WORK TO DO -
Pick out and copy every line in the listing below that contains the string "class". Treat case as significant when matching.

ENTRIES PROVIDED -
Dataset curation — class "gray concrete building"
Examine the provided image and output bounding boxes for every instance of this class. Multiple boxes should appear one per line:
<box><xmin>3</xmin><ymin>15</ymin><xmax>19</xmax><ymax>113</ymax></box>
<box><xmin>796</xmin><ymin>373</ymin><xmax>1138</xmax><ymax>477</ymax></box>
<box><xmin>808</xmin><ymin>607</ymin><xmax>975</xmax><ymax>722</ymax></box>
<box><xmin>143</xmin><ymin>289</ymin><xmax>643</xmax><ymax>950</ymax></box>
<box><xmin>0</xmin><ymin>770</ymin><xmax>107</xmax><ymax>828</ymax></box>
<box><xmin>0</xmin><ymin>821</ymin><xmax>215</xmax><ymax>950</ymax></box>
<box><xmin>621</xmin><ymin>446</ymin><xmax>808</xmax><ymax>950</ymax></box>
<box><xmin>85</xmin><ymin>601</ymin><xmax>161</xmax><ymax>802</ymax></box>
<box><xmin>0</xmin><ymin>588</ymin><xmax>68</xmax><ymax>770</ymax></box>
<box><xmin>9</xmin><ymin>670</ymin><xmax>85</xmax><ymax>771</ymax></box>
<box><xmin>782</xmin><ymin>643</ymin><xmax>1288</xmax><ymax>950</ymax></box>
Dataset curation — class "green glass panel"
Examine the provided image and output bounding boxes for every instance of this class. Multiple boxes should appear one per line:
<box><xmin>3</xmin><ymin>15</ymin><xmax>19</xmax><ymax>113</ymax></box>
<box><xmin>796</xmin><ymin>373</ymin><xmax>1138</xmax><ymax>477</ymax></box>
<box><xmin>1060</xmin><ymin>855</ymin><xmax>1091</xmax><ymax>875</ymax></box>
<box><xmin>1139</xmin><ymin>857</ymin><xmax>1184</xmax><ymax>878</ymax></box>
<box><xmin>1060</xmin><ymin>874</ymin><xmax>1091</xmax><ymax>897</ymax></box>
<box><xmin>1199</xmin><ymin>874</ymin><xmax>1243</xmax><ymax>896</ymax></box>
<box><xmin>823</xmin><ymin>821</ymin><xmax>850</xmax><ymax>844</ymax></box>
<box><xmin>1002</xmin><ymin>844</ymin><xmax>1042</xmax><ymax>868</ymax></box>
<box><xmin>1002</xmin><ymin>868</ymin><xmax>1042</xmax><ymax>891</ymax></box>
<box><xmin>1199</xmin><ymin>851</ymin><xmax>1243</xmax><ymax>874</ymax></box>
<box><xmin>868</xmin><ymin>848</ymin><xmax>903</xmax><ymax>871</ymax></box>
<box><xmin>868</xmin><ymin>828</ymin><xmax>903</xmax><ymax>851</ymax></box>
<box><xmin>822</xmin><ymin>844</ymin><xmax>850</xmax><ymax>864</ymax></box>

EXERCISE OUTPUT -
Dataset curation — class "gray concrete building"
Examine the provided image and output bounding boxes for every instance of this class. Multiple boxes should appear one per line:
Dataset curation — class "green glass panel"
Examine the provided image and output bounding boxes for every instance of this class. Multiple boxes should appear one per line:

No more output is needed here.